# DO THIS
Rescale only the lines starting at the one containing "form: x=108 y=433." and ending at the one containing "x=448 y=373", both included, by writing them all out again with their requests. Multiply each point coordinate in the answers by 2.1 and round to whole numbers with halves going up, but leave the requests and their sample coordinates unchanged.

+ + + + + + +

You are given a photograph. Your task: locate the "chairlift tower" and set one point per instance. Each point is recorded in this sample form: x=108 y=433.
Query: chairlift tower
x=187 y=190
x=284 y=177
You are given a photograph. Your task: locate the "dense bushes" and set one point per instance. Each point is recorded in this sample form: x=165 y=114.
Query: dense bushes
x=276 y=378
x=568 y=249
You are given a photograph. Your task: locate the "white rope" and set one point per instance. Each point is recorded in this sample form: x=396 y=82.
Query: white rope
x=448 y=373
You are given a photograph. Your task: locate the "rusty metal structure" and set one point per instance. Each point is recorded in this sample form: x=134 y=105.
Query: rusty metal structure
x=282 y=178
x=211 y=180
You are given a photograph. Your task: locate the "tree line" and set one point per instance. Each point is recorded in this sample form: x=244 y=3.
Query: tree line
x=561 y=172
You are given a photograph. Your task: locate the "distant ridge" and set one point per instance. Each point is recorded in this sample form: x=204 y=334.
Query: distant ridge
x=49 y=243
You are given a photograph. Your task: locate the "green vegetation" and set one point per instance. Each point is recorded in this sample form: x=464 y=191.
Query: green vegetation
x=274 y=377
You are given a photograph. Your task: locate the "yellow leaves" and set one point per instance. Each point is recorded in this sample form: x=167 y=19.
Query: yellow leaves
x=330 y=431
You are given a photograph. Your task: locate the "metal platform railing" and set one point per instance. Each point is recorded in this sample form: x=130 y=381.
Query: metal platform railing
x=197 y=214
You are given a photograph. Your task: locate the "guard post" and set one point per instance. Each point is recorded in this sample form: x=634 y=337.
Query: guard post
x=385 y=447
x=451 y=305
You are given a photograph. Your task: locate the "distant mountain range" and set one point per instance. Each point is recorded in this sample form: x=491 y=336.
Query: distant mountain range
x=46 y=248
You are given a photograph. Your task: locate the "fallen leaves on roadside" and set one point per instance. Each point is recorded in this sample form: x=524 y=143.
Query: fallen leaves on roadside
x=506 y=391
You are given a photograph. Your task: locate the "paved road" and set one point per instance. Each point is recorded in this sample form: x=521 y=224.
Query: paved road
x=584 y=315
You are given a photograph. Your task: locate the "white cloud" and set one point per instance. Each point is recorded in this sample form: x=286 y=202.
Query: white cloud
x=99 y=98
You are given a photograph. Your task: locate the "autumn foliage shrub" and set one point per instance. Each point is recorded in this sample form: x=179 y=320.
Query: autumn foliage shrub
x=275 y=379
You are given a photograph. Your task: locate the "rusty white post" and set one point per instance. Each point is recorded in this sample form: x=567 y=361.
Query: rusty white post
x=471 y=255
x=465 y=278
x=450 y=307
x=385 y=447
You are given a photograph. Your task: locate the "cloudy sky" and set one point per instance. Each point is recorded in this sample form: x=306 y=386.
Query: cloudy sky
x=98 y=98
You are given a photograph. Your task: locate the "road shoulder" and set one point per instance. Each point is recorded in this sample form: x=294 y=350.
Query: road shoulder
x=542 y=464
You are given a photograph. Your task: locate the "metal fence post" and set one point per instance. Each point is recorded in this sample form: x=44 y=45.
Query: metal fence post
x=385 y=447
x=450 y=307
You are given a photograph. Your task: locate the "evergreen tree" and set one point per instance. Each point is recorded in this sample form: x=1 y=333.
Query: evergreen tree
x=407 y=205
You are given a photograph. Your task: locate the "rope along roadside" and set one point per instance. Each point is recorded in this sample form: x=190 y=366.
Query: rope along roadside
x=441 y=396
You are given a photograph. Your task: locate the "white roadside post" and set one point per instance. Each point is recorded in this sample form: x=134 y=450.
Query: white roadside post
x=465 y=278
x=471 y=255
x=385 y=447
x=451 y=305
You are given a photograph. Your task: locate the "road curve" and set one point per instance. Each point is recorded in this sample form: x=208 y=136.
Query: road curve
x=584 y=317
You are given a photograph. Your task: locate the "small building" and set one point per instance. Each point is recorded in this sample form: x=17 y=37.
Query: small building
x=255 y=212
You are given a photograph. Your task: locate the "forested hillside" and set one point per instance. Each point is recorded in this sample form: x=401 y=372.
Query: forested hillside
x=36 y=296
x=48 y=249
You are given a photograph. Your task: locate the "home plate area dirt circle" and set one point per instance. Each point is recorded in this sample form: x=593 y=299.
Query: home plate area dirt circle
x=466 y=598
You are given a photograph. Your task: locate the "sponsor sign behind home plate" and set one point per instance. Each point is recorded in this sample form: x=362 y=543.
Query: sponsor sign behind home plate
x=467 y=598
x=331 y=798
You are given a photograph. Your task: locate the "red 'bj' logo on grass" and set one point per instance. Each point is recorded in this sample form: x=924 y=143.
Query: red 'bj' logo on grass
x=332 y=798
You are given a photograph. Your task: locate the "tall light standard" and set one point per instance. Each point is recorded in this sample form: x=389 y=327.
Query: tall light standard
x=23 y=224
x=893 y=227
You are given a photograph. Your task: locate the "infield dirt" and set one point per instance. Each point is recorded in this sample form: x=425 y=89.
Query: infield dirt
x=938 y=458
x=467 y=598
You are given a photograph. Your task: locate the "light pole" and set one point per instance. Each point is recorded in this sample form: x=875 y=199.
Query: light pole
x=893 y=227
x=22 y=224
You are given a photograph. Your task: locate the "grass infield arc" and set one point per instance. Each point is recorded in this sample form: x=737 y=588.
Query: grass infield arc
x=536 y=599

+ + + + + + +

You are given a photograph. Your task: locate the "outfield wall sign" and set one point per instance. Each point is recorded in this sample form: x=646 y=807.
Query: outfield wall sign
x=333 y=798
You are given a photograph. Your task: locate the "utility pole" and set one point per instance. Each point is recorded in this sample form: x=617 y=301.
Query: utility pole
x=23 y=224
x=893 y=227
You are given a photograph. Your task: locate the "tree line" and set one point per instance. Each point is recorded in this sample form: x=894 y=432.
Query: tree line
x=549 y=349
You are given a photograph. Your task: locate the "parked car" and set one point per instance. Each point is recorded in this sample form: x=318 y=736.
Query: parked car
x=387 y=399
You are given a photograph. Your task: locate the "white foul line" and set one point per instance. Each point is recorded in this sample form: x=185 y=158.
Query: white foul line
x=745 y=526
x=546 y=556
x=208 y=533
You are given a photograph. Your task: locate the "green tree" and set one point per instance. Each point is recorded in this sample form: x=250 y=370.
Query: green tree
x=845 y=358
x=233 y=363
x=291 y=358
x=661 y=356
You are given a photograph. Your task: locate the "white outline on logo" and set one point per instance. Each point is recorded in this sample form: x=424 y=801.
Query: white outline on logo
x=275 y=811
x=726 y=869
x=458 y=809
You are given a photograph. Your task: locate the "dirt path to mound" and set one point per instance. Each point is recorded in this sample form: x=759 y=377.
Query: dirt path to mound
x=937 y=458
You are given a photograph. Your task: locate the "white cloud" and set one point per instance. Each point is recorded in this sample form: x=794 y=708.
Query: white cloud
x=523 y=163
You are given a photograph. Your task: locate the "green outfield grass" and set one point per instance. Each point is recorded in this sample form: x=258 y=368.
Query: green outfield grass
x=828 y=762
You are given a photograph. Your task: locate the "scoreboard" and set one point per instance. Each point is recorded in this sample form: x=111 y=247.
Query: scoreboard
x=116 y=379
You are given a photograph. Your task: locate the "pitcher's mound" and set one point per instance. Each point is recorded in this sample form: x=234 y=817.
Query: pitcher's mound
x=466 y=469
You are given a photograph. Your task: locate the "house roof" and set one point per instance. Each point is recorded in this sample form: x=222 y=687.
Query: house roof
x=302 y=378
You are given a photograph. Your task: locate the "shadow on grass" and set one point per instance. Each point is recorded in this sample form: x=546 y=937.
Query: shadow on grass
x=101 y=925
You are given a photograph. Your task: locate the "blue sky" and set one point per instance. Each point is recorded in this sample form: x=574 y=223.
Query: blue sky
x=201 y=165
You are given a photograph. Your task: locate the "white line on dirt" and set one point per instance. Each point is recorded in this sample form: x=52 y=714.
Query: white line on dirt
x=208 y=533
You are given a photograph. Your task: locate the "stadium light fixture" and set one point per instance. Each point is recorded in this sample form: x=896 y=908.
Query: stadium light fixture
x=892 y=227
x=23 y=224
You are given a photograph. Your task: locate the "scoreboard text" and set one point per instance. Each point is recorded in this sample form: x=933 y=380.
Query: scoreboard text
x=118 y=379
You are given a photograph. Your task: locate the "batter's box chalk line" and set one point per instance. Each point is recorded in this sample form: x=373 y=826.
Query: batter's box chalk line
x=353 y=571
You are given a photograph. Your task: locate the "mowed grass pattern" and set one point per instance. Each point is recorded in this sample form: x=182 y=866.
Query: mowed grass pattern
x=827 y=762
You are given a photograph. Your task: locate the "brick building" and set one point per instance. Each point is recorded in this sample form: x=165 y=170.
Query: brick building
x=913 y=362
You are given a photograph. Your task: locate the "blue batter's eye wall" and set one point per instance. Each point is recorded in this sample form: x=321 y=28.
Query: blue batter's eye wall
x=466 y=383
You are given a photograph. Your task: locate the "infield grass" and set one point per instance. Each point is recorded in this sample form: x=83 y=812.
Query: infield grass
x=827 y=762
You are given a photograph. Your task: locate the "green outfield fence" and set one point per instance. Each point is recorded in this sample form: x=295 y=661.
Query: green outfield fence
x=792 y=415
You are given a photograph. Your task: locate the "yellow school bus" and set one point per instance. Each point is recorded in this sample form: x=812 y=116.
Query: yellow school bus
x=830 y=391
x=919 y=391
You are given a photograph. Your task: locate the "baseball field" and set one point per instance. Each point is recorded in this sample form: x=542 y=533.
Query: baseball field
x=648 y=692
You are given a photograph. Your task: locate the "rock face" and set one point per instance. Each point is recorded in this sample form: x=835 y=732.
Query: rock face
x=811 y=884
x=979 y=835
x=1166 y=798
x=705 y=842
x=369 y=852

+ + + + + + +

# COMPLETE OUTPUT
You are given a photograph. Your task: locate the "chairlift tower" and set one point per instance. Each point is recorded in this sample form: x=108 y=433.
Query: chairlift tower
x=393 y=399
x=596 y=372
You are given a photograph. Your task: locate the "dense bushes" and set one point per instance. Each point is recorded in this sample form: x=165 y=114.
Query: dense bushes
x=580 y=794
x=1193 y=523
You are given a photograph. Your task: locate the "white rope" and set one point per instance. Each point is recorded in this sample form: x=396 y=82.
Query: white rope
x=941 y=783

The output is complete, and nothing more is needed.